(Data records)
● ● ● ●
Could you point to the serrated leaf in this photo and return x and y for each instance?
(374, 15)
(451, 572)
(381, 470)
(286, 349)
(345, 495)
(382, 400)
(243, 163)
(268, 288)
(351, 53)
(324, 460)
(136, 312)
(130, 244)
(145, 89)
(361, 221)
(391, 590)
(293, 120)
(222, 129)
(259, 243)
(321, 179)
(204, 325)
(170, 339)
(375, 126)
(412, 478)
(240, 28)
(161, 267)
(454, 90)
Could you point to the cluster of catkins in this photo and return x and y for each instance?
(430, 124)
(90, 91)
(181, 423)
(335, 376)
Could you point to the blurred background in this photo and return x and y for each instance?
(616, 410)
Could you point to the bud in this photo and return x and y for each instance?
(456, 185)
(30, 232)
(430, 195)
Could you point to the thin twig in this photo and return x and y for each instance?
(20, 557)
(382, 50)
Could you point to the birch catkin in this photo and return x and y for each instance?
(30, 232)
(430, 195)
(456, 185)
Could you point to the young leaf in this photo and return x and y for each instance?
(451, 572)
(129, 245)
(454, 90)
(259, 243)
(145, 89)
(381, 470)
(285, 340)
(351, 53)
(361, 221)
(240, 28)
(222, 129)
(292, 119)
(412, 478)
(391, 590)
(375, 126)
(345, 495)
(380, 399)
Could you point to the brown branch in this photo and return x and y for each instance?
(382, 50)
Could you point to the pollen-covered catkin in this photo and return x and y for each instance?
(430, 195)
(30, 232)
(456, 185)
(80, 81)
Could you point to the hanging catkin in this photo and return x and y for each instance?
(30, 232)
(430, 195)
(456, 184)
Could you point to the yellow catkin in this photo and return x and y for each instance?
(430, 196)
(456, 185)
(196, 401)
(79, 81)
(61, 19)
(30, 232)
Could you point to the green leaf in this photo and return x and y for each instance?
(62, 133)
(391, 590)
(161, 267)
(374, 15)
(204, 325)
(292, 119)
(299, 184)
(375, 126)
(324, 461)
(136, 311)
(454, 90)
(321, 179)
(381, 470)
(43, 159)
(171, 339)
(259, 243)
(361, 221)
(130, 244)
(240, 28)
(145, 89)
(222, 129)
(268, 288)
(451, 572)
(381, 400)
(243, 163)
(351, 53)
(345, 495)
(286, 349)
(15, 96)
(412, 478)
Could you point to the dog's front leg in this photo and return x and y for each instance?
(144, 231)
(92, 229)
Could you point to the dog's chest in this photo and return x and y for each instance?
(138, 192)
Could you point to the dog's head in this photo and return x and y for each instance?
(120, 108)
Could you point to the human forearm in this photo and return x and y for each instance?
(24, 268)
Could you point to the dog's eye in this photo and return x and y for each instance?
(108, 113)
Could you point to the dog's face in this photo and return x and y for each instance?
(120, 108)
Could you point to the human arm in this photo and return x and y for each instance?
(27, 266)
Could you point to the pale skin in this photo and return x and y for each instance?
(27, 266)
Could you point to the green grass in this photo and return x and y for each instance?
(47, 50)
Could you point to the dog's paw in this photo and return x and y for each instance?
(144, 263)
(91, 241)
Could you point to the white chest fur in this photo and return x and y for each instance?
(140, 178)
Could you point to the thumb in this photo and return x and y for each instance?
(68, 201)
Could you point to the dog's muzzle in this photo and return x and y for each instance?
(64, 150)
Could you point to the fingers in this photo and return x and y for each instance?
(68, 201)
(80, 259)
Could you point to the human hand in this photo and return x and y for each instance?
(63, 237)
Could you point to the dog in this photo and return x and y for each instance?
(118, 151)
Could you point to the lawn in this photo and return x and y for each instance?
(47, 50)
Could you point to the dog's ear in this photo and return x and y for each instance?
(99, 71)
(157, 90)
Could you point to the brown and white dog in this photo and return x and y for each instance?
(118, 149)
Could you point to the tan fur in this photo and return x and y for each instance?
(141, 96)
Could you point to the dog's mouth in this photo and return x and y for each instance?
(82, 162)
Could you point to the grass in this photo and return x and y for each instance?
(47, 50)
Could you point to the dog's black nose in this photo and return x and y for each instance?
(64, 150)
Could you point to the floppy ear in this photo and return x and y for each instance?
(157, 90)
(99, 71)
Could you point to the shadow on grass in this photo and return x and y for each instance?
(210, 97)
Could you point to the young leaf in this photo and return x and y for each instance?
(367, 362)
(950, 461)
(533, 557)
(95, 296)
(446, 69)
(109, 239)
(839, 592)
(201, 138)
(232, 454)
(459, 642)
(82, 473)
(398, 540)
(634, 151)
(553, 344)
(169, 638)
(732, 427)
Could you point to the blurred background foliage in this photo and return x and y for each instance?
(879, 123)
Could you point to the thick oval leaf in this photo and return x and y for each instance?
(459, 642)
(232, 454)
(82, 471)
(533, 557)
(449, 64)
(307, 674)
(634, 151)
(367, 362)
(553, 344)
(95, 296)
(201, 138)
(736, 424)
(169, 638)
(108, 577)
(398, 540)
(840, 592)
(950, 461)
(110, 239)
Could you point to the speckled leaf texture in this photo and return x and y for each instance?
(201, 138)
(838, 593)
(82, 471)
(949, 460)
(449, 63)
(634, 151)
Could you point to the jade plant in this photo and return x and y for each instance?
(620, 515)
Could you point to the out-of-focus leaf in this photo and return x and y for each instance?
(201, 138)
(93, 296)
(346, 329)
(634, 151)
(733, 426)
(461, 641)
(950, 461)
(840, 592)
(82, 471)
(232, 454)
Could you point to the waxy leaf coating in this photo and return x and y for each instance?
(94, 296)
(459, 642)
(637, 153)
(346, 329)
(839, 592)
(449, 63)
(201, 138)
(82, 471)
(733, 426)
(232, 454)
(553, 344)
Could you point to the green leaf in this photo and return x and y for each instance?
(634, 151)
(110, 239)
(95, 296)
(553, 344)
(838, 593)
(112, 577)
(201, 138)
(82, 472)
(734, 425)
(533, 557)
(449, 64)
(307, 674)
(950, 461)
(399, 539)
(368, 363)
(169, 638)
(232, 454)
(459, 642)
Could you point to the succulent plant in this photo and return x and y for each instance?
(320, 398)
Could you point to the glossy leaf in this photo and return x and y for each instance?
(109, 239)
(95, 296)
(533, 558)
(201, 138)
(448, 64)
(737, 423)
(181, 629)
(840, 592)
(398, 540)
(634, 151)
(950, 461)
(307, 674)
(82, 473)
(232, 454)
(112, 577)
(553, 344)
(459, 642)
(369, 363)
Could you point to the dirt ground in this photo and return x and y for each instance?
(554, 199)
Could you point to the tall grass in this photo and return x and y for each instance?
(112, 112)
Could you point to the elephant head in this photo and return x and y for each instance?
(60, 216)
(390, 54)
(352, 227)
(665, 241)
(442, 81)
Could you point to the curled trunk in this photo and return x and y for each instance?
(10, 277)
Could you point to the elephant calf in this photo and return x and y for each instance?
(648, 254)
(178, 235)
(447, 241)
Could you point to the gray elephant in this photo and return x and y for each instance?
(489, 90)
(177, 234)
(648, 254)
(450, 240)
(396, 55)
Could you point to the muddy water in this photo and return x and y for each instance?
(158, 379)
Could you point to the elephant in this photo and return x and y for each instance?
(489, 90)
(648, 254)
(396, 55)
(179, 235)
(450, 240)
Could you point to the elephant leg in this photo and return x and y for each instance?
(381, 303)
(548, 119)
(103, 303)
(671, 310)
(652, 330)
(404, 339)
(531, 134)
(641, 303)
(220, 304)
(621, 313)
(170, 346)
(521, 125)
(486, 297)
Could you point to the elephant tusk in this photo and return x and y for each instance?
● ● ● ●
#### Written problem
Repeat all the entries word for word.

#### Answer to this task
Could you point to the serrated leaf in this photo and return x and y for each instance?
(374, 15)
(451, 572)
(381, 470)
(286, 349)
(345, 495)
(382, 400)
(243, 163)
(268, 288)
(351, 53)
(324, 460)
(136, 312)
(130, 244)
(145, 89)
(361, 221)
(391, 590)
(293, 120)
(222, 129)
(259, 243)
(321, 179)
(204, 325)
(170, 339)
(375, 126)
(412, 478)
(240, 28)
(161, 267)
(454, 90)
Could you point to the cluster of catkins in this photo and return x and y for each instance?
(430, 124)
(90, 91)
(181, 423)
(335, 376)
Could you point to the blurred background in this photo and return x and y for each instance?
(616, 410)
Could you point to the bud in this photo and return x and y for each instance?
(456, 185)
(30, 232)
(430, 195)
Could you point to the thin twig in this photo and return x and y for each instance?
(20, 557)
(382, 50)
Could you point to the birch catkin in this photo and return x and y for each instance?
(30, 232)
(430, 195)
(456, 185)
Could you point to the young leaf in this photo and return x and y for each instance?
(451, 572)
(129, 245)
(454, 90)
(259, 243)
(145, 89)
(381, 470)
(285, 340)
(351, 53)
(361, 221)
(240, 28)
(222, 129)
(292, 119)
(412, 478)
(391, 590)
(375, 126)
(345, 495)
(380, 399)
Could you point to the brown branch in this photo and return x and y for each instance?
(382, 50)
Could you point to the pollen-covered catkin in this photo and return x and y for each instance?
(430, 195)
(30, 232)
(456, 185)
(80, 81)
Could you point to the hanging catkin in this photo and return x and y for each instance?
(30, 232)
(430, 195)
(456, 184)
Could you point to the yellow catkin in this photo and return x and y for each instance?
(430, 196)
(456, 185)
(196, 401)
(79, 81)
(61, 19)
(30, 232)
Could you point to the green leaf in this photo and return x and y for each instance?
(62, 133)
(391, 590)
(161, 267)
(374, 15)
(204, 325)
(292, 119)
(299, 184)
(375, 126)
(324, 461)
(136, 311)
(454, 90)
(321, 179)
(381, 470)
(43, 159)
(171, 339)
(259, 243)
(361, 221)
(130, 244)
(240, 28)
(145, 89)
(222, 129)
(268, 288)
(451, 572)
(381, 400)
(243, 163)
(351, 53)
(345, 495)
(286, 349)
(15, 96)
(412, 478)
Could you point to the dog's front leg in this photo and return x and y for each instance?
(144, 231)
(92, 229)
Could you point to the dog's chest in this photo and return x and y for each instance?
(138, 192)
Could you point to the dog's head in this photo and return x and y for each instance?
(120, 108)
Could you point to the human forearm in this photo and return x and y for each instance?
(24, 268)
Could you point to the dog's eye in this photo and return x and y for each instance?
(108, 113)
Could you point to the dog's face in this photo and return x and y for each instance?
(120, 108)
Could you point to the human arm in this photo and return x and y for each instance?
(27, 266)
Could you point to the pale skin in this photo and return x and y for each instance?
(27, 266)
Could you point to the green grass in this photo and return x and y for each instance?
(47, 50)
Could you point to the dog's paw in this photo and return x and y for each instance?
(144, 263)
(91, 241)
Could you point to the white chest fur in this photo and return x and y for each instance?
(140, 178)
Could you point to the thumb in this photo and return x and y for each instance?
(68, 201)
Could you point to the dog's muzzle in this photo and return x and y for each instance?
(64, 150)
Could you point to the fingers in this photo and return x and y for each instance?
(68, 201)
(80, 259)
Could you point to the human hand in this photo and return x and y for each instance?
(63, 237)
Could you point to the dog in this photo and return x and y for each instance?
(118, 151)
Could you point to the lawn in this photo and return x and y for each instance?
(47, 50)
Could you point to the dog's ear in this photo and return x and y for each instance?
(99, 71)
(157, 90)
Could you point to the brown and white dog in this photo and return x and y for each instance?
(118, 149)
Could you point to the tan fur in this photo and return x and y for each instance?
(141, 96)
Could you point to the dog's mouth in this photo and return x and y for each instance?
(82, 162)
Could you point to the grass in this photo and return x and y for each instance?
(47, 50)
Could you point to the dog's black nose in this photo and return x and y for each instance?
(64, 150)
Could you point to the floppy ear in this photo and return x and y for each instance?
(157, 90)
(99, 71)
Could you point to the shadow on grass in this photo and return x and y for each instance?
(210, 97)
Could you point to the young leaf in this photo and return x and y for each instance?
(367, 362)
(950, 461)
(533, 557)
(95, 296)
(446, 69)
(109, 239)
(839, 592)
(201, 138)
(232, 454)
(459, 642)
(82, 473)
(398, 540)
(634, 151)
(553, 344)
(169, 638)
(732, 427)
Could you point to the blurred background foliage in this photo and return x and y for each instance?
(879, 123)
Could you point to the thick oval leaf in this photo and return x and y for each instance?
(459, 642)
(232, 454)
(82, 471)
(533, 557)
(449, 64)
(307, 674)
(634, 151)
(367, 362)
(553, 344)
(95, 296)
(201, 138)
(736, 424)
(169, 638)
(108, 577)
(398, 540)
(840, 592)
(950, 461)
(110, 239)
Could you point to the speckled leaf texture in this photo and return x and y for each instance?
(201, 138)
(838, 593)
(82, 471)
(949, 460)
(449, 63)
(634, 151)
Could you point to the jade plant in this photo and return x and y for each instance?
(620, 515)
Could you point to the out-of-focus leaf in this photo and return x and y for each instance?
(201, 138)
(93, 296)
(346, 329)
(634, 151)
(733, 426)
(461, 641)
(950, 461)
(840, 592)
(82, 471)
(232, 454)
Could you point to the waxy leaf coating in this photo and return x and y for each instance?
(94, 296)
(459, 642)
(637, 153)
(346, 329)
(839, 592)
(449, 63)
(201, 138)
(82, 471)
(733, 426)
(232, 454)
(553, 344)
Could you point to the green leaf in this photo and return x and y for each instance?
(634, 151)
(110, 239)
(95, 296)
(553, 344)
(838, 593)
(112, 577)
(201, 138)
(82, 472)
(734, 425)
(533, 557)
(449, 64)
(307, 674)
(950, 461)
(399, 539)
(368, 363)
(169, 638)
(232, 454)
(459, 642)
Could you point to the succulent plant in this photo and return x and y for each instance?
(320, 398)
Could you point to the glossy leaf in this photo and return x and y for each instance?
(109, 239)
(95, 296)
(533, 558)
(201, 138)
(448, 64)
(737, 423)
(181, 629)
(840, 592)
(398, 540)
(634, 151)
(950, 461)
(307, 674)
(82, 473)
(232, 454)
(112, 577)
(553, 344)
(459, 642)
(369, 363)
Could you point to the dirt ground in this photo and return x and y for each instance?
(554, 199)
Could you point to the tall grass in this photo and return x and y for each instance?
(112, 112)
Could you point to the elephant head in this photo and return x and y for each instance?
(60, 216)
(390, 54)
(352, 227)
(665, 241)
(442, 81)
Could you point to the curled trunk in this photo and return x and y for each instance?
(10, 277)
Could you point to the elephant calf in this photo and return x and y for each instance?
(648, 254)
(178, 235)
(447, 241)
Could you point to the gray elephant in this photo and return x and y for each instance?
(489, 90)
(177, 234)
(648, 254)
(450, 240)
(396, 55)
Could you point to the muddy water in this photo and return x and y for each instance?
(158, 379)
Could you point to the elephant in this photo and return x and y for each instance?
(489, 90)
(648, 254)
(396, 55)
(179, 235)
(450, 240)
Could you point to the elephant leg in this photo and return x and y for each instance?
(381, 303)
(548, 119)
(103, 303)
(671, 310)
(652, 330)
(404, 339)
(531, 134)
(641, 303)
(220, 304)
(621, 313)
(170, 346)
(521, 125)
(486, 297)
Could you point to the elephant tusk in this photo and return x and y for each instance?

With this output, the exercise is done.